(Entries on locating named things)
***
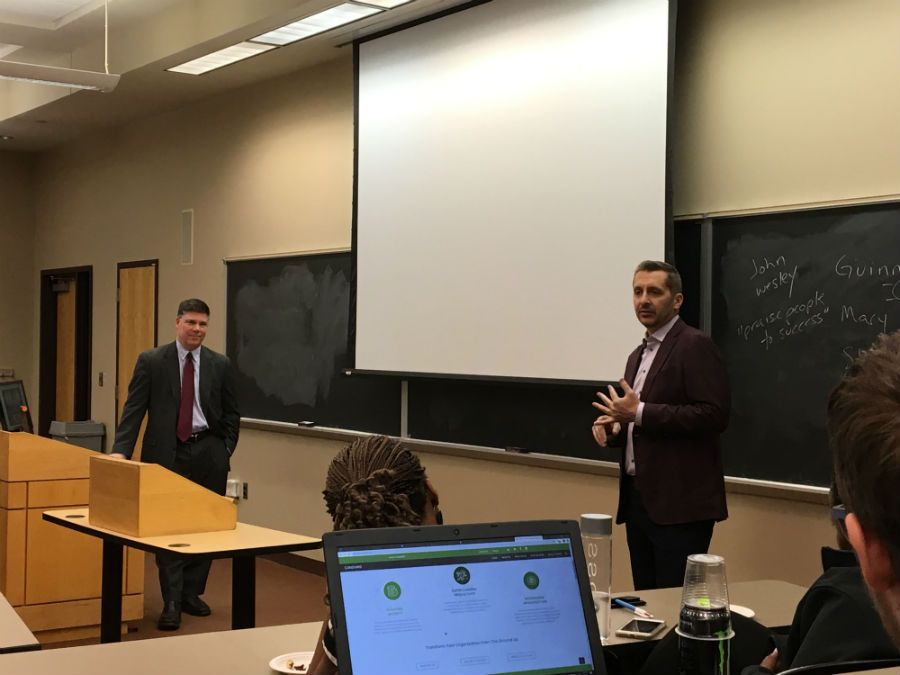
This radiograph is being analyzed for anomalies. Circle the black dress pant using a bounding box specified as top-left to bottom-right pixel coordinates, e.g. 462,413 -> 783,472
156,433 -> 229,603
622,475 -> 715,591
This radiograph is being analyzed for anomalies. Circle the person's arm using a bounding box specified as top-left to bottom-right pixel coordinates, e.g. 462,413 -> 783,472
639,336 -> 731,435
222,357 -> 241,455
109,352 -> 152,459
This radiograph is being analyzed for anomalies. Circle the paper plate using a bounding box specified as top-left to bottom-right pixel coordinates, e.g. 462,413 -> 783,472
269,652 -> 313,675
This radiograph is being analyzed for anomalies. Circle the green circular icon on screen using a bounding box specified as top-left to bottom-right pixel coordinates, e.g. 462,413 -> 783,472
384,581 -> 400,600
453,567 -> 472,584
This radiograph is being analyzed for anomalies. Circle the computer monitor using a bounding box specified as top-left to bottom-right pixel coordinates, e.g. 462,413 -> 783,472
323,521 -> 606,675
0,380 -> 33,433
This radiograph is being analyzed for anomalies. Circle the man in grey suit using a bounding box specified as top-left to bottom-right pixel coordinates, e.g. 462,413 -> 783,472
110,298 -> 240,630
593,260 -> 731,590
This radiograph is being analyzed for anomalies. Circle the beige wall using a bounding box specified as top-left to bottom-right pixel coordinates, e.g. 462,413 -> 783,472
672,0 -> 900,215
15,0 -> 900,588
0,152 -> 38,396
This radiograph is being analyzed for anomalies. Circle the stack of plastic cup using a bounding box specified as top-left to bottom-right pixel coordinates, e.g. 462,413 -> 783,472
675,553 -> 734,675
581,513 -> 612,643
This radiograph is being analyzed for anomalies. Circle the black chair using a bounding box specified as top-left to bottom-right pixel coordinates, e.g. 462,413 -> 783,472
779,656 -> 900,675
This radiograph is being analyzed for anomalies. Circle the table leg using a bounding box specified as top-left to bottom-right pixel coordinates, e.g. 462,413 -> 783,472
231,555 -> 256,630
100,539 -> 123,642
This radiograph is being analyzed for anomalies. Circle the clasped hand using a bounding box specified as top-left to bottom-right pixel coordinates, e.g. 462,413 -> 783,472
592,379 -> 640,447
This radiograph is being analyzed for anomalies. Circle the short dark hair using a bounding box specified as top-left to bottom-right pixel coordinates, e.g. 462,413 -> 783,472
322,436 -> 427,530
177,298 -> 209,316
634,260 -> 682,295
828,332 -> 900,572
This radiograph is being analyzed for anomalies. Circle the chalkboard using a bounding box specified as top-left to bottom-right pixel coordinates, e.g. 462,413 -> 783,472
408,380 -> 627,461
226,252 -> 400,435
711,203 -> 900,485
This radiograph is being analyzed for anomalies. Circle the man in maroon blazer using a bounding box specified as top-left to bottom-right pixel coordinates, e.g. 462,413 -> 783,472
593,260 -> 731,590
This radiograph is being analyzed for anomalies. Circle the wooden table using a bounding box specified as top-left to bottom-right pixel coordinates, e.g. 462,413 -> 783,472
0,621 -> 322,675
0,581 -> 808,675
0,595 -> 41,654
43,509 -> 322,642
606,579 -> 806,647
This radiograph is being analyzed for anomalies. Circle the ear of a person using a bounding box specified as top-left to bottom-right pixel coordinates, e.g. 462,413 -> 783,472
844,513 -> 897,591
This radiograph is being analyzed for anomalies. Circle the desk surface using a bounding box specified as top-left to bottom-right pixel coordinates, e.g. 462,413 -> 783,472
0,621 -> 322,675
44,508 -> 322,558
0,595 -> 41,653
0,580 -> 806,675
606,579 -> 806,646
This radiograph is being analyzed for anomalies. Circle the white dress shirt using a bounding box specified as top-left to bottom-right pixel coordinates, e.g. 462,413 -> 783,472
175,340 -> 209,434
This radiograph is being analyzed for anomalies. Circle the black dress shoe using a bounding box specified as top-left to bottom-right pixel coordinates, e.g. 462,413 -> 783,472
181,595 -> 212,616
156,600 -> 181,630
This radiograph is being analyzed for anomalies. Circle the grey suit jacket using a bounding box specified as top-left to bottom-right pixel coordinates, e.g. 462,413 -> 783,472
112,342 -> 240,469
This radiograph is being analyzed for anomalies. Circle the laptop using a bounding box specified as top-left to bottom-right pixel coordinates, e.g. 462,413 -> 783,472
322,520 -> 606,675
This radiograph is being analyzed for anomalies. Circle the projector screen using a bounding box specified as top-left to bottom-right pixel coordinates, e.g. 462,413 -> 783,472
354,0 -> 669,381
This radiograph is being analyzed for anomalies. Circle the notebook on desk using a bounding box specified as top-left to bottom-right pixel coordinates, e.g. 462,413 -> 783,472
322,521 -> 606,675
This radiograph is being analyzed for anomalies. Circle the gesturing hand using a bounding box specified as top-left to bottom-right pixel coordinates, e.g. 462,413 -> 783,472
592,378 -> 641,424
591,415 -> 622,448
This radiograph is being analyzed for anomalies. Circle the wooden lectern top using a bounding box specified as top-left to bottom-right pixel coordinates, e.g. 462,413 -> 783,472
0,431 -> 97,483
88,454 -> 237,537
43,509 -> 322,558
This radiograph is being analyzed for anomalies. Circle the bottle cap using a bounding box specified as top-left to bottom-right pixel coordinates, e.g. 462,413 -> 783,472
581,513 -> 612,537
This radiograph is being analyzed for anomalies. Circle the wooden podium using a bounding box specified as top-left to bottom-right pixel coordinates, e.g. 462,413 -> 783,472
89,454 -> 237,537
0,431 -> 144,642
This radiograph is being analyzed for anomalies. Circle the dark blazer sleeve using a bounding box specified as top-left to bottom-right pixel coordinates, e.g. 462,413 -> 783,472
110,352 -> 152,459
200,347 -> 241,456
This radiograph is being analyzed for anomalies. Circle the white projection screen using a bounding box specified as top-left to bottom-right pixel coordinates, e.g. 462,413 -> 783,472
354,0 -> 669,381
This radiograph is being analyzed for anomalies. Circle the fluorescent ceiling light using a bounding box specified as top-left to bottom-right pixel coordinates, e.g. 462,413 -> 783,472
250,2 -> 383,46
360,0 -> 412,9
0,61 -> 119,91
166,42 -> 275,75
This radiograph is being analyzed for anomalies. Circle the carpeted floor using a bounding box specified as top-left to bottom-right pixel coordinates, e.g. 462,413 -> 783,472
43,553 -> 326,649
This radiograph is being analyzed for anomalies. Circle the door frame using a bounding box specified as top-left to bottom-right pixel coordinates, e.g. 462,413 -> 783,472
38,265 -> 94,436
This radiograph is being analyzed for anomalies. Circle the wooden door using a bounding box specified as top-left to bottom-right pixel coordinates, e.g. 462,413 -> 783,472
38,266 -> 93,436
116,260 -> 158,459
53,277 -> 78,422
116,260 -> 159,594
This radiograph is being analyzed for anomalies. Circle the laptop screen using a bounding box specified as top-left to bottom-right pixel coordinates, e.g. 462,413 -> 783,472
325,521 -> 605,675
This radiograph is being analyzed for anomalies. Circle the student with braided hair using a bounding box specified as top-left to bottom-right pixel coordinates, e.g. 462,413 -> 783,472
309,436 -> 443,674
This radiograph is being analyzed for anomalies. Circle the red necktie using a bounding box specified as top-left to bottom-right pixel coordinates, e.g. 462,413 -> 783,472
175,352 -> 194,443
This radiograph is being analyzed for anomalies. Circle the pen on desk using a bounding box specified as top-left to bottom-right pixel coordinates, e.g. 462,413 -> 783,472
613,598 -> 653,619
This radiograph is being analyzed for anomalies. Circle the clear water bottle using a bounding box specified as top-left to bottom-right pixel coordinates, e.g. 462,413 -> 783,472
675,553 -> 734,675
581,513 -> 612,644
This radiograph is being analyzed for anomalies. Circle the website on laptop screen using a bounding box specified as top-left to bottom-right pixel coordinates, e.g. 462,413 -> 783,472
337,536 -> 594,675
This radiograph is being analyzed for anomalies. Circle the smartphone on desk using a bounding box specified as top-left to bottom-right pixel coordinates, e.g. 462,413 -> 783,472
616,619 -> 666,640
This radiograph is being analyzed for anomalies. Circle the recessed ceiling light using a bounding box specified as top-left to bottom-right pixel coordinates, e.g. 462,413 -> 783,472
166,42 -> 275,75
250,2 -> 383,46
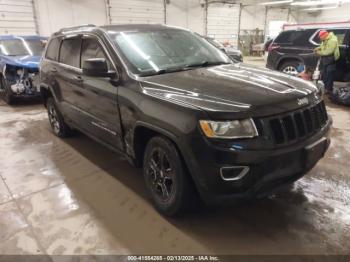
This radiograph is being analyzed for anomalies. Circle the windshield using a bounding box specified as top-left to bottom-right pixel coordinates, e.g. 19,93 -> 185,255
206,38 -> 225,49
0,37 -> 46,56
108,29 -> 231,75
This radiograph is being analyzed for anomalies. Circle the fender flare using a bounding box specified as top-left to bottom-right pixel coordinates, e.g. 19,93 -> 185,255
276,56 -> 305,70
39,83 -> 57,106
133,121 -> 201,192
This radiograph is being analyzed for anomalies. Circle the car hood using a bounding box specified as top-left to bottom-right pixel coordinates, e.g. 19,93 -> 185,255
225,47 -> 242,56
2,55 -> 41,69
141,63 -> 320,119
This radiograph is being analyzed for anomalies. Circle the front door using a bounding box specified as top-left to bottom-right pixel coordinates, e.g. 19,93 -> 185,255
81,36 -> 122,149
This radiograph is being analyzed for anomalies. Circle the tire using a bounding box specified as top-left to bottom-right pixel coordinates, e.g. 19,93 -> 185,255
279,60 -> 300,76
143,136 -> 193,216
0,76 -> 15,105
46,97 -> 72,138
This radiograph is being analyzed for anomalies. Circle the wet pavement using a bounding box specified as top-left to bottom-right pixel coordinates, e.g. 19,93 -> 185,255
0,97 -> 350,254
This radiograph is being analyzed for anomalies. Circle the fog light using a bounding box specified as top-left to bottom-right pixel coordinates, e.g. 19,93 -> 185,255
220,166 -> 249,181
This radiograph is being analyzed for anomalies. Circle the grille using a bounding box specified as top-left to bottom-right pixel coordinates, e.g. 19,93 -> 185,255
263,101 -> 328,145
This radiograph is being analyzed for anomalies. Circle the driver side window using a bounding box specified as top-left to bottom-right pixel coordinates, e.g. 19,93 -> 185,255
81,37 -> 113,70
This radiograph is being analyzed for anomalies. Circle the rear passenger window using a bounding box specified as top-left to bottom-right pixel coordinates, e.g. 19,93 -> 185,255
59,38 -> 81,68
275,31 -> 304,43
45,38 -> 60,61
312,29 -> 346,45
81,38 -> 111,69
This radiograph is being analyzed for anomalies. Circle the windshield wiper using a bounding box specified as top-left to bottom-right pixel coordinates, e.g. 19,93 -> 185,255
184,61 -> 231,68
143,61 -> 231,76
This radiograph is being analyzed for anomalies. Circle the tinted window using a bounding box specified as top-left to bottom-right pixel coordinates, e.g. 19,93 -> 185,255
313,29 -> 346,45
274,29 -> 316,45
59,38 -> 81,68
0,36 -> 45,56
46,38 -> 60,61
81,38 -> 111,69
275,31 -> 304,43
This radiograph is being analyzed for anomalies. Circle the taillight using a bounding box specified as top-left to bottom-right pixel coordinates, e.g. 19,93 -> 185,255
267,43 -> 280,52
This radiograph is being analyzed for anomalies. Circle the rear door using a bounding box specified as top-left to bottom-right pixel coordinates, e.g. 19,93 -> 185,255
81,35 -> 122,149
56,36 -> 84,125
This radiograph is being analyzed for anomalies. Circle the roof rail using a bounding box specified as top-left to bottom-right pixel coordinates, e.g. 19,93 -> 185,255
58,24 -> 96,33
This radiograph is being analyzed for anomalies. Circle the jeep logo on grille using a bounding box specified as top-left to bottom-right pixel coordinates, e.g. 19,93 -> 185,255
297,97 -> 309,106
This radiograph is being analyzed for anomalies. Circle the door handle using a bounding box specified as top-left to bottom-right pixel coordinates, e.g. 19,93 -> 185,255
74,76 -> 84,82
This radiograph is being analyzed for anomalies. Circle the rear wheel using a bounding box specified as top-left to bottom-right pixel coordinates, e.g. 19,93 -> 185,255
143,136 -> 192,216
0,76 -> 15,105
279,60 -> 300,76
46,97 -> 72,138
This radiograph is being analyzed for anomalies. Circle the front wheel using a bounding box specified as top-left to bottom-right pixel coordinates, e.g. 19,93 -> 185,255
143,136 -> 191,216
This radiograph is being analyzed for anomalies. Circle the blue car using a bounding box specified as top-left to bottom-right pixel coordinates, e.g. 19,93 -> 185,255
0,35 -> 47,104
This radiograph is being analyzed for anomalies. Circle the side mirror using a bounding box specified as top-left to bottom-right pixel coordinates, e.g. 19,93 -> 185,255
83,58 -> 109,77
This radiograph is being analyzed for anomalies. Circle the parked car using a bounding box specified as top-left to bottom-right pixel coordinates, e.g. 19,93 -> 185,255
0,35 -> 47,104
267,28 -> 350,81
203,36 -> 243,62
40,25 -> 331,215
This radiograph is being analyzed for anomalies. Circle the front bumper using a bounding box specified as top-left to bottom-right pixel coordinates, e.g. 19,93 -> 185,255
183,120 -> 331,204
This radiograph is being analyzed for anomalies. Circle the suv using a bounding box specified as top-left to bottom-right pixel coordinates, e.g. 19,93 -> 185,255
267,28 -> 350,81
40,25 -> 331,216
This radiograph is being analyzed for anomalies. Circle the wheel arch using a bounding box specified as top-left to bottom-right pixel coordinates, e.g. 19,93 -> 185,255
40,83 -> 55,107
133,122 -> 182,167
277,56 -> 305,70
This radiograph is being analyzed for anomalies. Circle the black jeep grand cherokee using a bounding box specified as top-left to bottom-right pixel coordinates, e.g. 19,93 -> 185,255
40,25 -> 331,215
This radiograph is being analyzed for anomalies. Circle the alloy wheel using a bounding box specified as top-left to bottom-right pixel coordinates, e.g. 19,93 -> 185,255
48,104 -> 61,134
146,147 -> 175,202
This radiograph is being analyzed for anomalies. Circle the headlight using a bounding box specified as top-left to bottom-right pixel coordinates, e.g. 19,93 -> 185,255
199,119 -> 258,139
17,69 -> 23,76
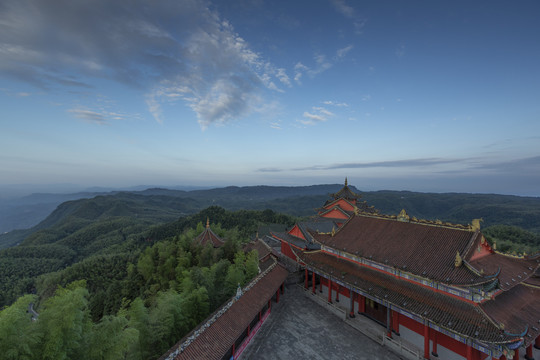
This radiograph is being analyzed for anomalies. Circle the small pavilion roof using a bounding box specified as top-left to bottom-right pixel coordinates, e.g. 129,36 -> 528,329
311,214 -> 494,286
195,219 -> 225,247
293,250 -> 524,344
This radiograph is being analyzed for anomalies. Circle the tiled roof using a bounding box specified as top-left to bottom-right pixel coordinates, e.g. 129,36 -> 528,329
162,260 -> 288,360
272,233 -> 307,249
195,226 -> 225,247
244,239 -> 272,260
330,180 -> 360,200
311,214 -> 485,285
319,206 -> 353,221
481,285 -> 540,345
471,253 -> 540,290
295,251 -> 516,344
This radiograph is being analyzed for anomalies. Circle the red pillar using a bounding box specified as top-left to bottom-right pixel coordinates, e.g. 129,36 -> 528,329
386,307 -> 393,338
424,324 -> 430,360
467,343 -> 473,360
392,311 -> 399,336
358,295 -> 366,314
525,344 -> 534,360
349,290 -> 354,318
328,279 -> 332,304
431,330 -> 439,357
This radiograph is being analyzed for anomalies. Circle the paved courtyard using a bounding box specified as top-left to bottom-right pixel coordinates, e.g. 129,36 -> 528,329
240,286 -> 401,360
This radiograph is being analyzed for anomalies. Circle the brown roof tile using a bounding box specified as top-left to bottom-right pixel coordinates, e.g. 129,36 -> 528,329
296,251 -> 515,344
162,260 -> 288,360
312,214 -> 484,285
482,285 -> 540,345
470,253 -> 540,290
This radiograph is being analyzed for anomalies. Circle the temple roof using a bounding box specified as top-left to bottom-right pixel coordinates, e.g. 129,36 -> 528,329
481,285 -> 540,343
244,238 -> 272,260
165,259 -> 289,360
311,214 -> 486,286
470,253 -> 540,290
195,219 -> 225,247
330,178 -> 360,201
293,250 -> 524,344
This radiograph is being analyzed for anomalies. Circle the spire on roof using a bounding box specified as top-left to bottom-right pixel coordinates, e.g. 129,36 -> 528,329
330,178 -> 360,201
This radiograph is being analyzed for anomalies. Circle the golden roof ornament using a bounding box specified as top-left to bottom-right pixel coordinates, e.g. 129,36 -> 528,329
454,251 -> 463,267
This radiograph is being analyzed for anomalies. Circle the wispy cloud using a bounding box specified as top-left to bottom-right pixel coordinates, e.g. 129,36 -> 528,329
336,45 -> 354,59
67,107 -> 135,125
258,158 -> 471,172
68,109 -> 109,125
323,100 -> 349,107
294,45 -> 354,85
396,43 -> 405,58
0,0 -> 291,128
298,107 -> 334,125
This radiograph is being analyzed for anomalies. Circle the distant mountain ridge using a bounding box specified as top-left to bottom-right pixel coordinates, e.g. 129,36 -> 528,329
0,184 -> 540,248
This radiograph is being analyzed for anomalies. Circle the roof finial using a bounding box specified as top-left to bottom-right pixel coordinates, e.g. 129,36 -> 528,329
236,283 -> 243,300
454,251 -> 463,267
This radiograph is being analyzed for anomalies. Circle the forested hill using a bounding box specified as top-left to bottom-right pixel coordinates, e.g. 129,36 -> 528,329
0,184 -> 540,249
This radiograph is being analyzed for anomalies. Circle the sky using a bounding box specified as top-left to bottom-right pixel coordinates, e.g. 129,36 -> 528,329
0,0 -> 540,196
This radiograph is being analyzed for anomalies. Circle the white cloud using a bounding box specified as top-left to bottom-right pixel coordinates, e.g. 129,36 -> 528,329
298,107 -> 334,125
332,0 -> 366,35
0,0 -> 291,127
323,100 -> 349,107
336,45 -> 354,59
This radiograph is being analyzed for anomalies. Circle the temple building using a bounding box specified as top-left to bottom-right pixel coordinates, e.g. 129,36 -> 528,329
160,239 -> 289,360
194,218 -> 225,248
273,180 -> 540,360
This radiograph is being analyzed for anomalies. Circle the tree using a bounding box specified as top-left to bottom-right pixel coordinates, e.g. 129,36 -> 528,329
0,295 -> 40,360
38,281 -> 92,360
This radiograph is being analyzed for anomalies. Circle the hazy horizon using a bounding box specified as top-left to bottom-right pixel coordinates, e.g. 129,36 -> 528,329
0,0 -> 540,196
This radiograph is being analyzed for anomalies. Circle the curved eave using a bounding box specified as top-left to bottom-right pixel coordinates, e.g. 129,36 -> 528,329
295,252 -> 520,345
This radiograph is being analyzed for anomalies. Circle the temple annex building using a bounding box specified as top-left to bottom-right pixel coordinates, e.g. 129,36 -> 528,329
162,180 -> 540,360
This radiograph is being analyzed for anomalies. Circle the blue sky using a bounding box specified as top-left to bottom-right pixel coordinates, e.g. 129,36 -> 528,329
0,0 -> 540,196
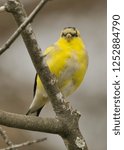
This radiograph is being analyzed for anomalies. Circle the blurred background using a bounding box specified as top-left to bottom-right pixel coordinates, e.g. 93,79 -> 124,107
0,0 -> 107,150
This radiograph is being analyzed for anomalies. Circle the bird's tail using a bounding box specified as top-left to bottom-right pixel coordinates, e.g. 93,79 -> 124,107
26,106 -> 44,116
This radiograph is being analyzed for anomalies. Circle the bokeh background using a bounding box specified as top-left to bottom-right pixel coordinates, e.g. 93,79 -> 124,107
0,0 -> 107,150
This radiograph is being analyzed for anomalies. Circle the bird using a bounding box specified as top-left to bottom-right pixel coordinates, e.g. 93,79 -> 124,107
26,27 -> 88,116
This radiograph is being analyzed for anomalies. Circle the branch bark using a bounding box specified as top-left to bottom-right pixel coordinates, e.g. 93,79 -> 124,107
0,110 -> 62,134
0,127 -> 17,150
0,138 -> 46,150
0,0 -> 88,150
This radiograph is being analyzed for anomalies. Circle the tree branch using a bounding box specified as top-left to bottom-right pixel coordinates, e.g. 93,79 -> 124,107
0,138 -> 47,150
0,0 -> 88,150
0,110 -> 62,134
0,0 -> 49,55
0,127 -> 17,150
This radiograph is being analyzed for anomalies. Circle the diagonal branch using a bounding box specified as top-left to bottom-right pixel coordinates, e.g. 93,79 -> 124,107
0,0 -> 88,150
0,127 -> 16,150
0,110 -> 62,134
0,138 -> 47,150
0,0 -> 49,55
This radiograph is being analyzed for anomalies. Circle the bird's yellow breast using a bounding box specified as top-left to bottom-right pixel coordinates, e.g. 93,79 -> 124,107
37,38 -> 88,96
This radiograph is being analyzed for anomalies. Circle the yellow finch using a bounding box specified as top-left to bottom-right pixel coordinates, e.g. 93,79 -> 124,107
27,27 -> 88,116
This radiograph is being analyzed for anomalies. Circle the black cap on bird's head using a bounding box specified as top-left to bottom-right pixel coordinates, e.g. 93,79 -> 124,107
61,27 -> 80,41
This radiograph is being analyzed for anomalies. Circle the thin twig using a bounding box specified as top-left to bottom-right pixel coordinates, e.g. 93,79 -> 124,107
***
● Stated goal: Begin at the line that has "the blue sky" and stop after the line that has "26,106 -> 44,116", rewriting those lines with "radiograph" swapped for "photograph" and everything else unchanged. Leave the pictures out.

● Finished answer:
This photograph is being analyzed for anomalies. Circle the blue sky using a bounding box specified as top-left to bottom-right pixel coordinates, e.g. 129,36 -> 528,329
0,0 -> 540,196
This photograph is being analyzed for anomalies. Circle the blurred background using a bounding box specified as top-left to bottom-right pixel coordinates, e.g. 93,79 -> 124,107
0,0 -> 107,150
This photograph is being analyzed for anomalies. Circle the bird's tail using a bounding box specified as top-left to bottom-right pixel coordinates, e.g. 93,79 -> 124,107
26,106 -> 44,116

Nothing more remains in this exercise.